Please answer these questions from the Hashimoto's thyroiditis text below:
(a) What rate does the thyroid help set?
(b) About what share of autoimmune diseases occur in women?
(c) What is the swelling of the thyroid gland in the front of the neck called?

** DOCUMENT EXCERPT **
BEGIN

Hashimoto's Thyroiditis

What is Hashimoto's thyroiditis

Hashimoto's Thyroiditis is a type of autoimmune thyroid disease in which the immune system attacks and destroys the thyroid gland. The thyroid helps set the rate of metabolism, which is the rate at which the body uses energy. Hashimoto's stops the gland from making enough thyroid hormones for the body to work the way it should. It is the most common thyroid disease in the U.S.

What is an autoimmune disease?

An autoimmune disease occurs when the body's immune system becomes misdirected and attacks the organs, cells or tissues that it was designed to protect. About 75% of autoimmune diseases occur in women, most often during their childbearing years.

What are the symptoms of Hashimoto's thyroiditis?

Some patients with Hashimoto's Thyroiditis may have no symptoms. However, the common symptoms are fatigue, depression, sensitivity to cold, weight gain, forgetfulness, muscle weakness, puffy face, dry skin and hair, constipation, muscle cramps, and increased menstrual flow. Some patients have major swelling of the thyroid gland in the front of the neck, called goiter.

END

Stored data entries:
BEGIN

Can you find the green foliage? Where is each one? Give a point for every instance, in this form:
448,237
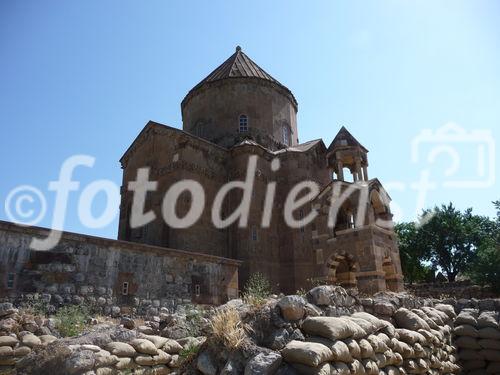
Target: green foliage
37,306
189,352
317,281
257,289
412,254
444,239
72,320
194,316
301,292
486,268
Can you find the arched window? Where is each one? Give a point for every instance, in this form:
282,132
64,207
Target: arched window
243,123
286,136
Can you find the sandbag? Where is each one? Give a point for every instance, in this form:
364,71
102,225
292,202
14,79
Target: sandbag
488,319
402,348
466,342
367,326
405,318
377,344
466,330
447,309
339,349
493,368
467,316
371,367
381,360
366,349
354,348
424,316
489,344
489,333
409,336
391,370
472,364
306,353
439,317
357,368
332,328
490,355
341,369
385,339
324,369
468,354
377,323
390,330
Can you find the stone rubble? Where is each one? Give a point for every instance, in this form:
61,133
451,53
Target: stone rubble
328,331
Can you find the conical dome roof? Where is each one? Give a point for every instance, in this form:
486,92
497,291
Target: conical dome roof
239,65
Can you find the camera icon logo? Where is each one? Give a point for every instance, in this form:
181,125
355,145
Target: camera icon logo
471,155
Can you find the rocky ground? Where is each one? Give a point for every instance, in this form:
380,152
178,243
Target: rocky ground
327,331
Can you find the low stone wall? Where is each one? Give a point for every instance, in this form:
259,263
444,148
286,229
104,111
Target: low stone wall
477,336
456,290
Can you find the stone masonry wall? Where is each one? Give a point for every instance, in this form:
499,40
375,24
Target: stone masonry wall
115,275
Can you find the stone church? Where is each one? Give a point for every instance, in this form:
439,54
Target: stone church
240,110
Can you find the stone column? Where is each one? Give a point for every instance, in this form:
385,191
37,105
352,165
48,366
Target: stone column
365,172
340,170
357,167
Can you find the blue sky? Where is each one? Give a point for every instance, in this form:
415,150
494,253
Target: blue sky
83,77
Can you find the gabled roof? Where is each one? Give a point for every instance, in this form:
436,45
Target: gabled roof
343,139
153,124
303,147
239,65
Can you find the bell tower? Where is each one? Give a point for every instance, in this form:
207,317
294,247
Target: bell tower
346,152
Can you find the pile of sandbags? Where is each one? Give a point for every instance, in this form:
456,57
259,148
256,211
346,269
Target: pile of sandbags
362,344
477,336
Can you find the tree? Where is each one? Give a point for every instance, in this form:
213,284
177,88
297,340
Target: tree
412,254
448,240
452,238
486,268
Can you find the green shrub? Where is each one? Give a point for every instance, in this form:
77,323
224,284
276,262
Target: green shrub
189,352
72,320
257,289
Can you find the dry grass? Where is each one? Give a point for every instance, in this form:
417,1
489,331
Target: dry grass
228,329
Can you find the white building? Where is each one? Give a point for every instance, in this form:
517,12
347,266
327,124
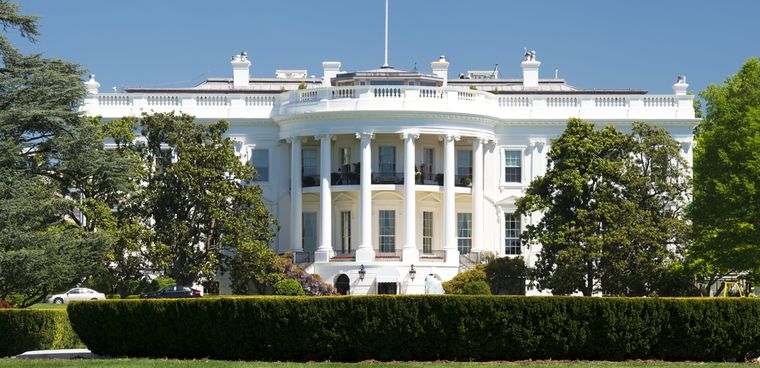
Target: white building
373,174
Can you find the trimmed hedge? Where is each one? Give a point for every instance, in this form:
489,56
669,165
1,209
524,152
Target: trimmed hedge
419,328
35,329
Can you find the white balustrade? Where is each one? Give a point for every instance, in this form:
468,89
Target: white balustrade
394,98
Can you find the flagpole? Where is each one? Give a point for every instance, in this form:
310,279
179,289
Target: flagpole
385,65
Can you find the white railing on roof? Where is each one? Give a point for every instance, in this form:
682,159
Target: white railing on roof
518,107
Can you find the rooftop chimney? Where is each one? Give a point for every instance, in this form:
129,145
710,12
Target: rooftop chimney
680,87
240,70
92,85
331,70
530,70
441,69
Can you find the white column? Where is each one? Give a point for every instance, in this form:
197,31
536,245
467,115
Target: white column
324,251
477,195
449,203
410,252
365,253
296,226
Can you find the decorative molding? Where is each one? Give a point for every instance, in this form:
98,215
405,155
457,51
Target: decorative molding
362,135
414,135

END
BEGIN

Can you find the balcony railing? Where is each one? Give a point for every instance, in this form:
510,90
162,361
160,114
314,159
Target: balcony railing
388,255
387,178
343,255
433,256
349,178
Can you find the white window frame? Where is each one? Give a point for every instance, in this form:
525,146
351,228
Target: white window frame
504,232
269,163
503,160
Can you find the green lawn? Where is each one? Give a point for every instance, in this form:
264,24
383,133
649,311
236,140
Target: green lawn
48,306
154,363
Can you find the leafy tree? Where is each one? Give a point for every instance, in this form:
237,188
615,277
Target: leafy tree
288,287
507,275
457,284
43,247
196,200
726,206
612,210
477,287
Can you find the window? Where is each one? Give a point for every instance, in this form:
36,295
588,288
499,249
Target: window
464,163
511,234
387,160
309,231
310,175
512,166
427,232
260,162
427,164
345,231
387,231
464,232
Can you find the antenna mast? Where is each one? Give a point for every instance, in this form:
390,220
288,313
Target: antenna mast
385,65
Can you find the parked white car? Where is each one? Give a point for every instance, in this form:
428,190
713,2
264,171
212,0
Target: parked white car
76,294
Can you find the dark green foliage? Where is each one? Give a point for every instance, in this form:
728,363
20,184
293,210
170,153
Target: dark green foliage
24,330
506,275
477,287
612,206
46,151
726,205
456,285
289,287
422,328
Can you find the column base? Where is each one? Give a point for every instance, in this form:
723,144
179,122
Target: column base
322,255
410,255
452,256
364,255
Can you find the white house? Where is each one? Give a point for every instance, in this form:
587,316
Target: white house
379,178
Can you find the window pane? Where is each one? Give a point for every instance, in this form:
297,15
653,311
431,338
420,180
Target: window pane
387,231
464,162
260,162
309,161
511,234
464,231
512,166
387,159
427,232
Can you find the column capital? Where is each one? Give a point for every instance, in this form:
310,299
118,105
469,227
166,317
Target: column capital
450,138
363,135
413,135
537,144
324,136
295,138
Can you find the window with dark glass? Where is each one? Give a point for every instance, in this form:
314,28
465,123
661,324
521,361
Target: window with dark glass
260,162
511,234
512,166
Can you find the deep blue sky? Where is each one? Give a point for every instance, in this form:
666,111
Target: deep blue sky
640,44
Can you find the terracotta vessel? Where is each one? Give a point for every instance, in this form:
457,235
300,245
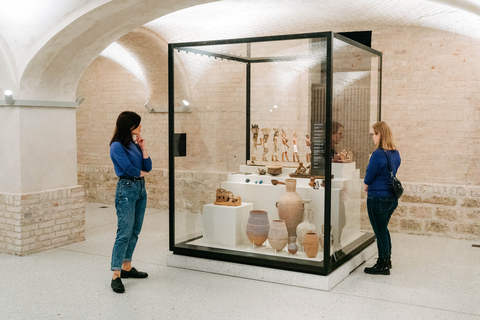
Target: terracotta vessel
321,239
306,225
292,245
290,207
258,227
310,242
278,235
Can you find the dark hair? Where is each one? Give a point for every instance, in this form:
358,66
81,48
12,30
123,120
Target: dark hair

END
BEGIN

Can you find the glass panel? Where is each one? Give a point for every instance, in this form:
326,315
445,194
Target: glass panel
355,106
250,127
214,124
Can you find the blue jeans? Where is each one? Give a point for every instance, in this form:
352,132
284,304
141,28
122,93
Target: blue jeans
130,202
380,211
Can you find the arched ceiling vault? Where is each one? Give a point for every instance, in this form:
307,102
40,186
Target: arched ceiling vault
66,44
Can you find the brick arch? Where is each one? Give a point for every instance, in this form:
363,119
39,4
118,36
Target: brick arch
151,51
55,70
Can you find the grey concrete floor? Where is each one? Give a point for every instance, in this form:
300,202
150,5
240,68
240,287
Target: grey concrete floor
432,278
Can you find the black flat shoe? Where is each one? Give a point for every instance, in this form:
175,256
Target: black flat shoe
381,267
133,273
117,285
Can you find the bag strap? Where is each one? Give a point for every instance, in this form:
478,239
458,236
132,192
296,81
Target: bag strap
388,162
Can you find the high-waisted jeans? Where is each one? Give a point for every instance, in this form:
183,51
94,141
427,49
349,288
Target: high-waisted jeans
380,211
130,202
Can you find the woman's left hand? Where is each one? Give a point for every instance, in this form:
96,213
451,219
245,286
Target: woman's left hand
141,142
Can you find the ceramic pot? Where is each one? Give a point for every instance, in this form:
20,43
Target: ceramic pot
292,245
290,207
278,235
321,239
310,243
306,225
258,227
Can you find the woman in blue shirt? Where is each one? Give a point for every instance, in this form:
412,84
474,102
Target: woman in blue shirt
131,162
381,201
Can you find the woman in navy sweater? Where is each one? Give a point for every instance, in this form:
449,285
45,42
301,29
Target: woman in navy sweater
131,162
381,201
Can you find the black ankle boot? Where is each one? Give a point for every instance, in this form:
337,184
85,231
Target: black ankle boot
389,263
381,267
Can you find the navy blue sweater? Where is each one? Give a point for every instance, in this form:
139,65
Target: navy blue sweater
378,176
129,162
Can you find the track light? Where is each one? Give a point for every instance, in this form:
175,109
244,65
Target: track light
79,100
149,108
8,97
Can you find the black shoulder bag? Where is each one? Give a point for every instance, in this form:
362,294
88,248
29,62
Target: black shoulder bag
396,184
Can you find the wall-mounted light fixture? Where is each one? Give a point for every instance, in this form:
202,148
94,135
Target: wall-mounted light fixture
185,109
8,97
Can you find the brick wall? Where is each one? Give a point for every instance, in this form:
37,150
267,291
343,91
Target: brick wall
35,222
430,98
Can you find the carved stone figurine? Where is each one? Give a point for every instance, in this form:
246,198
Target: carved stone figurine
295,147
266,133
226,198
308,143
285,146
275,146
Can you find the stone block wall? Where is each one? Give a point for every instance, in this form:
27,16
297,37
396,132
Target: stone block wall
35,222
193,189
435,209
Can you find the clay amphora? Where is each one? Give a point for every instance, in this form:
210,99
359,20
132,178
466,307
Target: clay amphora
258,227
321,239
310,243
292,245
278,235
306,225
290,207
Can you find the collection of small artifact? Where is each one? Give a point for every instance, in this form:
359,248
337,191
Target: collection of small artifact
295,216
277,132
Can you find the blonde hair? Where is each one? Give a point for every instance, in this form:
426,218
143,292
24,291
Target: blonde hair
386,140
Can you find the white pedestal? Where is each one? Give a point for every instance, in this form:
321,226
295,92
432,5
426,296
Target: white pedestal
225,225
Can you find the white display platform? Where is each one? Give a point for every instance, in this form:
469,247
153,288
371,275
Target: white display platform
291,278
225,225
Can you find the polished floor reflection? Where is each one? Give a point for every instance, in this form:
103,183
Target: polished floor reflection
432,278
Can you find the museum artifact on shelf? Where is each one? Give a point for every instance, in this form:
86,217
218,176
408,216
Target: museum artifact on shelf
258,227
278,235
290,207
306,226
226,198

END

** TASK RESULT **
(a) The rate of metabolism, which is the rate at which the body uses energy.
(b) About 75%.
(c) Goiter.